# What is being asked
Needed from the data below: every line from the one with "263L359 261L356 268L355" up to and including the one with "negative clicks: (739, 376) (884, 220)", repeated exactly and with nothing else.

[Collected data]
================================

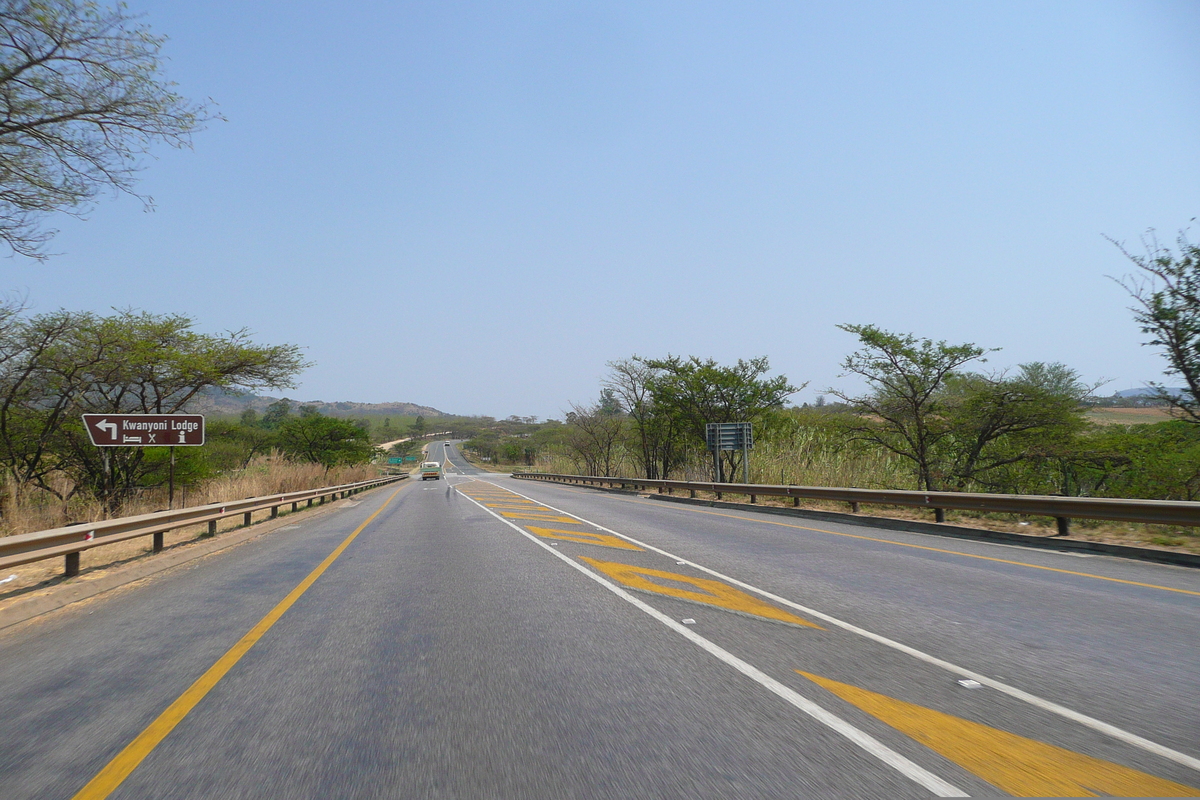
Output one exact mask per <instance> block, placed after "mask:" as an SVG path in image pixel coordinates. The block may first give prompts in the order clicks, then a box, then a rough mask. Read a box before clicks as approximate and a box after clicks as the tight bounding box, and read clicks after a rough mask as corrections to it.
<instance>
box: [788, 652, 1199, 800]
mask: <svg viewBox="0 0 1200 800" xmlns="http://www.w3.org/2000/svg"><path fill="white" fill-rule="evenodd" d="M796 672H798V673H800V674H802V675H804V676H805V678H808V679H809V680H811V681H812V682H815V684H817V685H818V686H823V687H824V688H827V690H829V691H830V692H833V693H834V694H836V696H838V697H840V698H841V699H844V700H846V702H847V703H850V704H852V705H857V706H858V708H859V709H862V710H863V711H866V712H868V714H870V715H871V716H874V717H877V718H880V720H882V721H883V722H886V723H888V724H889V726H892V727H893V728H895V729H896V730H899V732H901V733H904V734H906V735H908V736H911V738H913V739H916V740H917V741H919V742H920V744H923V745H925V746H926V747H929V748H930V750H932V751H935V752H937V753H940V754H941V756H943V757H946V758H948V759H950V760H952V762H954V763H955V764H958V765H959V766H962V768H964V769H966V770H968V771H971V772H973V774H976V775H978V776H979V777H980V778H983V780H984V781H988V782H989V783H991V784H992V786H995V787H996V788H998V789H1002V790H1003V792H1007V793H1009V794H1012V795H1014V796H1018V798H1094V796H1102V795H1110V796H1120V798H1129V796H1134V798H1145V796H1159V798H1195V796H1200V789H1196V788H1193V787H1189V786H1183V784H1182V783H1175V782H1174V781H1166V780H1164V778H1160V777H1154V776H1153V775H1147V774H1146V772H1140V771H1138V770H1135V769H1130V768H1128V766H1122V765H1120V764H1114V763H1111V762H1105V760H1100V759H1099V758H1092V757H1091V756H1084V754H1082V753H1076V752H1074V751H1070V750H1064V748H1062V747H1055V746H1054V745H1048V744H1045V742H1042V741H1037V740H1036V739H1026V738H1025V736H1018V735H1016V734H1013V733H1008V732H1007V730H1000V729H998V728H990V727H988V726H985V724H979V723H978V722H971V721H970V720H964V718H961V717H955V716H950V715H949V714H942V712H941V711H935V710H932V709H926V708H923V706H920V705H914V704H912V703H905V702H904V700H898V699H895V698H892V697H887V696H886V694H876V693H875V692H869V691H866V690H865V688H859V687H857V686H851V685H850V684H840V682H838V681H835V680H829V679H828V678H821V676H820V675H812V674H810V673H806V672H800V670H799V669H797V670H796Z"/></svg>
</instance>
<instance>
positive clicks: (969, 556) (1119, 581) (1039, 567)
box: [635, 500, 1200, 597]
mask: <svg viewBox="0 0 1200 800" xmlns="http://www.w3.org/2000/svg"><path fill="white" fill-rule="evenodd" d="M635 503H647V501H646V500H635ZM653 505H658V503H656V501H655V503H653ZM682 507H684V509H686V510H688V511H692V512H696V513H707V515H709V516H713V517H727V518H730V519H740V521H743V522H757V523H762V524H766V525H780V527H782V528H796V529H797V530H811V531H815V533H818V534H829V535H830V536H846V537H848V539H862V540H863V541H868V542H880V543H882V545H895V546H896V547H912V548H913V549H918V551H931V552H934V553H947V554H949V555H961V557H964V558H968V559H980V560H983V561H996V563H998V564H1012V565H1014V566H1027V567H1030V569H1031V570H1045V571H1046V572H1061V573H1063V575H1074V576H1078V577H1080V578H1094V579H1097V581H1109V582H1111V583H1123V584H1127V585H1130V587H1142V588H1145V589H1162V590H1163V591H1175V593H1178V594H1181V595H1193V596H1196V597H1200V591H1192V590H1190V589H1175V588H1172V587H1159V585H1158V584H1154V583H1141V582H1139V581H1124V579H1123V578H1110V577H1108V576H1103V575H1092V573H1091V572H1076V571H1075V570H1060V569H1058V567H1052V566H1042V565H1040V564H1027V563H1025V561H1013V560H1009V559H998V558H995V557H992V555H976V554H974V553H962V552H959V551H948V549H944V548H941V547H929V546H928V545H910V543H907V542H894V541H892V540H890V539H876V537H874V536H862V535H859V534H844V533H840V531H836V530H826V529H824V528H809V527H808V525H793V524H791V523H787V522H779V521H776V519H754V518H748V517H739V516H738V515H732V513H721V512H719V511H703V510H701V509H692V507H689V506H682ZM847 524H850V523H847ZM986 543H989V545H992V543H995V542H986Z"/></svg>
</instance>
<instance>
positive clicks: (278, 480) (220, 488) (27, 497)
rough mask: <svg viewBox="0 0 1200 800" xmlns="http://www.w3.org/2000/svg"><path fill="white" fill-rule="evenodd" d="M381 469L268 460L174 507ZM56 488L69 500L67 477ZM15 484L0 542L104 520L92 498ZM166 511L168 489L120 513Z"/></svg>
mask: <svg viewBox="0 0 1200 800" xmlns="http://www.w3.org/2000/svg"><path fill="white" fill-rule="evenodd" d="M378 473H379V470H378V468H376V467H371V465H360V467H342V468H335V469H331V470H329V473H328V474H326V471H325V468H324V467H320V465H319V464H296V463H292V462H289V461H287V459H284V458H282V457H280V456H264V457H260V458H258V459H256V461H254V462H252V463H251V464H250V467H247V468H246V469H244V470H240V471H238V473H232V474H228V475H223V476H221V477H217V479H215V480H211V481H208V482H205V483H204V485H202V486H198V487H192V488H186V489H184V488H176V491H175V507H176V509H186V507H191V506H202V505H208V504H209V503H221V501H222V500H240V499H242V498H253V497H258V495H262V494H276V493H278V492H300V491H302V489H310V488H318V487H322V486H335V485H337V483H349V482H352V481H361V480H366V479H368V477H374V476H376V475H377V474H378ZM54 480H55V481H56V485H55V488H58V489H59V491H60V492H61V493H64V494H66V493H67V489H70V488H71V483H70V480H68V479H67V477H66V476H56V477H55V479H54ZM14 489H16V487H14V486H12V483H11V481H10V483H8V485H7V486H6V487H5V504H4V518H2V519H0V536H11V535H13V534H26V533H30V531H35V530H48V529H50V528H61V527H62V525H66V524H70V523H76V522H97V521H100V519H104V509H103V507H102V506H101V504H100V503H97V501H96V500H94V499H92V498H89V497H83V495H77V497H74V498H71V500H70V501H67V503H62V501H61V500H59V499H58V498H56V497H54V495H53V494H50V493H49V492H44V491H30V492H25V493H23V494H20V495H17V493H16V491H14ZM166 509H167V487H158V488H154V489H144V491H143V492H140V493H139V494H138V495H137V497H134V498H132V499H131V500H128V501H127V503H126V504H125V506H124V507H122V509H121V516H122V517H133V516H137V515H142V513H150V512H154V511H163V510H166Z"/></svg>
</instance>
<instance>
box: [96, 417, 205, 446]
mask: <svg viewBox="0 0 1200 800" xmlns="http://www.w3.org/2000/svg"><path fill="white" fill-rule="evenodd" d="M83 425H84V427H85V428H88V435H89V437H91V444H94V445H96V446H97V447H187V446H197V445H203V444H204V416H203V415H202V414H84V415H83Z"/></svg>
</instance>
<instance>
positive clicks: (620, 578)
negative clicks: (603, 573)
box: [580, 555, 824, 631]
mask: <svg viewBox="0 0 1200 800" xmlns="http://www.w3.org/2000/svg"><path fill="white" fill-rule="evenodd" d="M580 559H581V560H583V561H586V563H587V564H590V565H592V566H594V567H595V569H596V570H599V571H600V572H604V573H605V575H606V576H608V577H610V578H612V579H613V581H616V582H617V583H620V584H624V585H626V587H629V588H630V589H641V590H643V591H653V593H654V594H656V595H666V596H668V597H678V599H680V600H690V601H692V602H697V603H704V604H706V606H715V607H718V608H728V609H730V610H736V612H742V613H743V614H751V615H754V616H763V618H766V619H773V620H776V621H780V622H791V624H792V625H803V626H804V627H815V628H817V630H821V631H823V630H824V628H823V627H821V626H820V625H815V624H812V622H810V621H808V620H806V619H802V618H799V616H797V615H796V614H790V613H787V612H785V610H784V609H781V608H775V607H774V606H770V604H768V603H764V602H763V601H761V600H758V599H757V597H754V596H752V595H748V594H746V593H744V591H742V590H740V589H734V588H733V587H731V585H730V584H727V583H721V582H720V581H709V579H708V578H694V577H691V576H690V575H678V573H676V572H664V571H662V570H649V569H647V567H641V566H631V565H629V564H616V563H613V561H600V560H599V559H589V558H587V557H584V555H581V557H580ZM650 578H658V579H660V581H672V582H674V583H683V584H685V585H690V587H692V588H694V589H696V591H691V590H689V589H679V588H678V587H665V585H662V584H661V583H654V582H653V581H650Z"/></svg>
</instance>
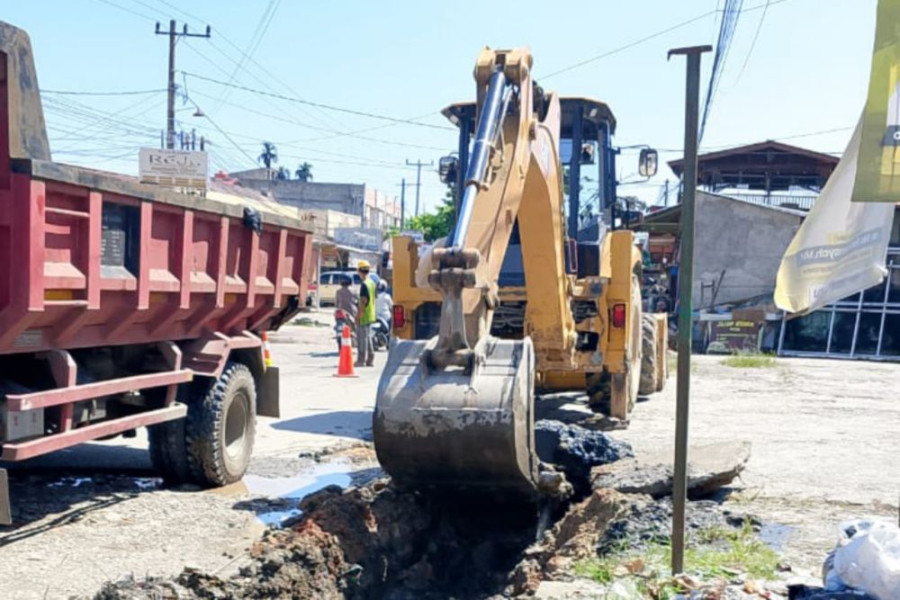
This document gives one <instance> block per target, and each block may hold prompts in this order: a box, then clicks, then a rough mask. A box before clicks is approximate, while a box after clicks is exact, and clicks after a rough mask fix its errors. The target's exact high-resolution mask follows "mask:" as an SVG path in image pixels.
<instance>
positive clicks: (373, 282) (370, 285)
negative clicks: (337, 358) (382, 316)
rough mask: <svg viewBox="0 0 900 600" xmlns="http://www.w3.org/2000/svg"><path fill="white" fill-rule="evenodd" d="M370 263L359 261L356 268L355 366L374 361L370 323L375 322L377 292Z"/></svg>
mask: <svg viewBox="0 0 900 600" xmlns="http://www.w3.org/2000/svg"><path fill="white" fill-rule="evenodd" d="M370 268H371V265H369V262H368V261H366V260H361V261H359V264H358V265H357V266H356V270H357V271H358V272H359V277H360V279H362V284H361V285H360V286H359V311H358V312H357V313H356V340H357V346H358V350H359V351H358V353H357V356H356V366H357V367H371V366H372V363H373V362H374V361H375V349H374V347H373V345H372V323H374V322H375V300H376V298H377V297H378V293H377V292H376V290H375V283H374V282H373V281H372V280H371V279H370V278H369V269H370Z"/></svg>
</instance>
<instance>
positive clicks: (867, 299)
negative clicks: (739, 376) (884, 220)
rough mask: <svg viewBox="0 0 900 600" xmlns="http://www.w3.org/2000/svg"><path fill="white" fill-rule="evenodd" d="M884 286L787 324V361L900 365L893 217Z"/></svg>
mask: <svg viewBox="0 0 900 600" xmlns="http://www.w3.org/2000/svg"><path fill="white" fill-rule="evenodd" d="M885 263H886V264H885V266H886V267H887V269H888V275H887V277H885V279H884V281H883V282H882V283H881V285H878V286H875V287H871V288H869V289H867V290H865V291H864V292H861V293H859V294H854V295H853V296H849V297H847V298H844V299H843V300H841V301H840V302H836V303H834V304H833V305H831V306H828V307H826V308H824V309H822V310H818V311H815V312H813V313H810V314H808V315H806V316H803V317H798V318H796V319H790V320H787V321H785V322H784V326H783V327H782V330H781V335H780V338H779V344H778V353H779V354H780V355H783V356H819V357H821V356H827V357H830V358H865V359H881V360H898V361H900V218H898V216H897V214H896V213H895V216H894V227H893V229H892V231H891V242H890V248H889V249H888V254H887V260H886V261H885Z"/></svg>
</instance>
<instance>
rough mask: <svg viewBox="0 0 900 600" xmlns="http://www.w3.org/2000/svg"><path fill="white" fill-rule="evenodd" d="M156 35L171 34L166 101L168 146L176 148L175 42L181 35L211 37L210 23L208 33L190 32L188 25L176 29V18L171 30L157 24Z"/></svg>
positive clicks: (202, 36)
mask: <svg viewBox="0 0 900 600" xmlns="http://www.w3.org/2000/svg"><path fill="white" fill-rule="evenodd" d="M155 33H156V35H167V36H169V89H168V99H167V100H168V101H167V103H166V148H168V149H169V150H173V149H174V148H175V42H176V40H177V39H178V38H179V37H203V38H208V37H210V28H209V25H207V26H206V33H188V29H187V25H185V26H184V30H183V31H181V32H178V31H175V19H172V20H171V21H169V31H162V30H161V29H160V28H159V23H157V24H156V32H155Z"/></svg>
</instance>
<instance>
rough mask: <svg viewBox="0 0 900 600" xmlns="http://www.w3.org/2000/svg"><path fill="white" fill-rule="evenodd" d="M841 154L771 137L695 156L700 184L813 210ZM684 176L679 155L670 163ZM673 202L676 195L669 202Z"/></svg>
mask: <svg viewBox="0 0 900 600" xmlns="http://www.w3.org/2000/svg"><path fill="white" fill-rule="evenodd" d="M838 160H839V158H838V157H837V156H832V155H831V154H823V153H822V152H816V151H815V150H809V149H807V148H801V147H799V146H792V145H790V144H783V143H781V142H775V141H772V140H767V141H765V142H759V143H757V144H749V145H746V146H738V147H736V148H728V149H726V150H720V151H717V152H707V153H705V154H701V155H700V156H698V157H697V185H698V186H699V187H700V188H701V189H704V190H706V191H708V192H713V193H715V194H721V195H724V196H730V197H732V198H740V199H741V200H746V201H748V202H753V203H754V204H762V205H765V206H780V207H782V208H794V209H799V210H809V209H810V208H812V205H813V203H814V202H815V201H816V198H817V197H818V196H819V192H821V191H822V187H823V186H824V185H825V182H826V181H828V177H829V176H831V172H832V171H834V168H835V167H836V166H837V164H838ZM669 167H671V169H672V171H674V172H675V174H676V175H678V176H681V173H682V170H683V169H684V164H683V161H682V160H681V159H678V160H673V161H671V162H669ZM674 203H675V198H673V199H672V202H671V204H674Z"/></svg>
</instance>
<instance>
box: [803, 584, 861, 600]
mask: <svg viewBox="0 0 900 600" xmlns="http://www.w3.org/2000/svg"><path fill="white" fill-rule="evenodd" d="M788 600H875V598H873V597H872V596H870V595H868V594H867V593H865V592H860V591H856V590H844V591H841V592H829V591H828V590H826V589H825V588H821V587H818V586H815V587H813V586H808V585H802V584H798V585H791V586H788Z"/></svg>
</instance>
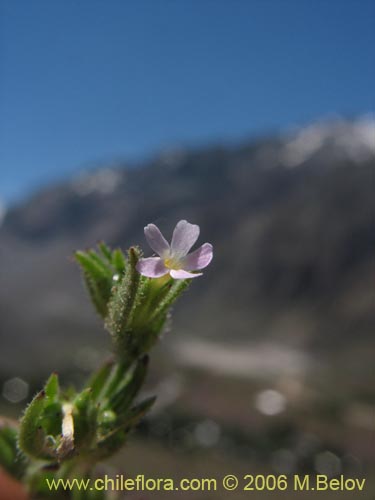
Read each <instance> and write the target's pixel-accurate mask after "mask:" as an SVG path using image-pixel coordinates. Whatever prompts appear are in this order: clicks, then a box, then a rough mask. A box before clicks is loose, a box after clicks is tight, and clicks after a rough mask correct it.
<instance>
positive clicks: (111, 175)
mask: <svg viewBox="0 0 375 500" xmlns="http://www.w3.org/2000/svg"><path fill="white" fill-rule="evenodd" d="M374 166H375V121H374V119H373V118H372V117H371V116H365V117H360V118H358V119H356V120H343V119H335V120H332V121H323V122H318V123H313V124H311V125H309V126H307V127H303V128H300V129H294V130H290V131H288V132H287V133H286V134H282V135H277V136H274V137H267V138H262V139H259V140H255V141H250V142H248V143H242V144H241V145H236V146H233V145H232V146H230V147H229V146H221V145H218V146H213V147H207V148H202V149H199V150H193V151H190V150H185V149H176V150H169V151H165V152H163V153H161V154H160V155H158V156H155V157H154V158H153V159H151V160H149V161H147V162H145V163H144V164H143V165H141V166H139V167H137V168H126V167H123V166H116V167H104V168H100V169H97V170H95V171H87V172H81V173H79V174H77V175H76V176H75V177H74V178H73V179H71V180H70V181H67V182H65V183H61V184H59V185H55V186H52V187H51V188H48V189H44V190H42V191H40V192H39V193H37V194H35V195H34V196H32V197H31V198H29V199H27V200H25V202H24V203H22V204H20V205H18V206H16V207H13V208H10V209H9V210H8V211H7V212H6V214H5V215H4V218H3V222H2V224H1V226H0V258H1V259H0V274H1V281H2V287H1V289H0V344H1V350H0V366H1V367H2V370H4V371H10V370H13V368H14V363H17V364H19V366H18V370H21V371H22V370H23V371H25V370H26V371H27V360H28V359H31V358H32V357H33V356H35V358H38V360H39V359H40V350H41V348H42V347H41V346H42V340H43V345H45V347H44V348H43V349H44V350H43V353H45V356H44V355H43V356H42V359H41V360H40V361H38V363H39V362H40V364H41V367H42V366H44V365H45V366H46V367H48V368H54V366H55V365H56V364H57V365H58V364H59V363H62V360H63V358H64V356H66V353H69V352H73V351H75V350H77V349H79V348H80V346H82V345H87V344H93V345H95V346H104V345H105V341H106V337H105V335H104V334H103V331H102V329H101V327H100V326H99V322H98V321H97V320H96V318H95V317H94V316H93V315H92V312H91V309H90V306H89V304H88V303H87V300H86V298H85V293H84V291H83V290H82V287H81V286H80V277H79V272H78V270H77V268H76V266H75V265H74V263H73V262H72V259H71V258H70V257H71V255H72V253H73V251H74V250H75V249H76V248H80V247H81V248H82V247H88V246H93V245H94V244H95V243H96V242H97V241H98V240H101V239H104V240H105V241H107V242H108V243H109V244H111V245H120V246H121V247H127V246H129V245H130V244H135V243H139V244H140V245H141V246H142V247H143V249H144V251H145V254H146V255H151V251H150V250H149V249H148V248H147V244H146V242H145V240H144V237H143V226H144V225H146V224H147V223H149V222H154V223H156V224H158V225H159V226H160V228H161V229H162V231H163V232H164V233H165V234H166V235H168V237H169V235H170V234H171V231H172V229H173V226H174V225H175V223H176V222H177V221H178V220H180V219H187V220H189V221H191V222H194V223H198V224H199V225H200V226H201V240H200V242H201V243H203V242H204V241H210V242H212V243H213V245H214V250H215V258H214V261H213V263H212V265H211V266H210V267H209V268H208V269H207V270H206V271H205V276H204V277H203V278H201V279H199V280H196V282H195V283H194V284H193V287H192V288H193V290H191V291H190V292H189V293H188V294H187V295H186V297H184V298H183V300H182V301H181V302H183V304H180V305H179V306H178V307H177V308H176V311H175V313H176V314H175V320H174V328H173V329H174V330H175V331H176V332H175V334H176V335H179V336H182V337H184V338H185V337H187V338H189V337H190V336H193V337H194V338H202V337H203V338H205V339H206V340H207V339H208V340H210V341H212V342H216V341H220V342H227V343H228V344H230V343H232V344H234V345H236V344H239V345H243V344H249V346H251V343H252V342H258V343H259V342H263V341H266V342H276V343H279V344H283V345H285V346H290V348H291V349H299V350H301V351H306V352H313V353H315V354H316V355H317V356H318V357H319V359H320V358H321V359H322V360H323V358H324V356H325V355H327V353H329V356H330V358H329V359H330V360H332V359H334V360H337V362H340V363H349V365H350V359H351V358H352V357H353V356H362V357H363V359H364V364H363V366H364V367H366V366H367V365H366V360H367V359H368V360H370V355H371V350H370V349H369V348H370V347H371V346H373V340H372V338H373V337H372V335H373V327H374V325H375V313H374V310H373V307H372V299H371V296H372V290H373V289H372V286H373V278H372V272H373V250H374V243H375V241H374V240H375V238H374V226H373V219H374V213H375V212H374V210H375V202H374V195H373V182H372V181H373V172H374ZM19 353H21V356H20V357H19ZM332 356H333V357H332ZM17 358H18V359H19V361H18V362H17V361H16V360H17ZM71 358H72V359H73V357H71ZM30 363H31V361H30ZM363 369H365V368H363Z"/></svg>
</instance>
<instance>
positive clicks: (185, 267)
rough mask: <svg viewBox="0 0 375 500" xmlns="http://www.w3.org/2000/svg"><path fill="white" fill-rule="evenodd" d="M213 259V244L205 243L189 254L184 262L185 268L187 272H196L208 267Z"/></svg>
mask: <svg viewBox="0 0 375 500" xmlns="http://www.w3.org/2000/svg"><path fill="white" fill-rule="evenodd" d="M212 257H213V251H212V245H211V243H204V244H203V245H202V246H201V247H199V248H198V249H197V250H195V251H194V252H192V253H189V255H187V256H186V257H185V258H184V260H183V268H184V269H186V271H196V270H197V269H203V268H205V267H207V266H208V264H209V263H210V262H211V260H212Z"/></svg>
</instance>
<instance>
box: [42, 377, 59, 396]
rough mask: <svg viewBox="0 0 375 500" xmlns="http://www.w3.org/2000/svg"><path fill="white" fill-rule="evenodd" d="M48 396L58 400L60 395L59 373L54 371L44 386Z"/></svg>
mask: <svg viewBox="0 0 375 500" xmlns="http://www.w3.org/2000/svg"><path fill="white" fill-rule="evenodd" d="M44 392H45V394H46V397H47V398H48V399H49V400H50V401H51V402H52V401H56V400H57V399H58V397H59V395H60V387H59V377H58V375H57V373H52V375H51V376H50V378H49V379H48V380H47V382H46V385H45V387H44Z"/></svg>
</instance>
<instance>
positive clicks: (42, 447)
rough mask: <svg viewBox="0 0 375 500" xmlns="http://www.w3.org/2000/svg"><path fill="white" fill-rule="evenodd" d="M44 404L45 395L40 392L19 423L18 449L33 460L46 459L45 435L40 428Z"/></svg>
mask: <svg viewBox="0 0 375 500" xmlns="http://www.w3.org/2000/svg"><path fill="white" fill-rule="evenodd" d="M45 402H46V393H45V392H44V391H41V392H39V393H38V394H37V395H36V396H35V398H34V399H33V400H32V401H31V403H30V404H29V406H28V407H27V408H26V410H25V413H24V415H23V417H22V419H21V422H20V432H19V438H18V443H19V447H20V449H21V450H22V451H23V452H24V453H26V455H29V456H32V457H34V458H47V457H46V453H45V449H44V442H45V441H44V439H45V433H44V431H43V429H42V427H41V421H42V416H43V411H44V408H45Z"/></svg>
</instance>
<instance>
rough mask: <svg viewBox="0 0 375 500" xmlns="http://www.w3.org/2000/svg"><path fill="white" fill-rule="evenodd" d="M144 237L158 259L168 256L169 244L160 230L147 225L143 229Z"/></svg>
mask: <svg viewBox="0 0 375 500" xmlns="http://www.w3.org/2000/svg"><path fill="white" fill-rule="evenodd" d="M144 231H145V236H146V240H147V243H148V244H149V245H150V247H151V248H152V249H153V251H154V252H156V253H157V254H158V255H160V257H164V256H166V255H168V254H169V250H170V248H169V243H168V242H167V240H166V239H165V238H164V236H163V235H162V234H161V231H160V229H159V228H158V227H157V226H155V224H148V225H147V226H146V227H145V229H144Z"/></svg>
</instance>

================================

# Response to this task
rough mask: <svg viewBox="0 0 900 600" xmlns="http://www.w3.org/2000/svg"><path fill="white" fill-rule="evenodd" d="M370 263L359 261L356 268L355 366L374 361L370 323L375 322L377 292Z"/></svg>
mask: <svg viewBox="0 0 900 600" xmlns="http://www.w3.org/2000/svg"><path fill="white" fill-rule="evenodd" d="M370 268H371V265H369V262H368V261H366V260H361V261H359V264H358V265H357V266H356V270H357V271H358V272H359V277H360V279H362V284H361V285H360V286H359V311H358V312H357V313H356V340H357V346H358V350H359V351H358V353H357V356H356V366H357V367H371V366H372V363H373V362H374V361H375V349H374V347H373V345H372V323H374V322H375V300H376V298H377V297H378V293H377V292H376V290H375V283H374V282H373V281H372V280H371V279H370V278H369V269H370Z"/></svg>
</instance>
<instance>
positive clicks: (867, 299)
negative clicks: (739, 376) (884, 220)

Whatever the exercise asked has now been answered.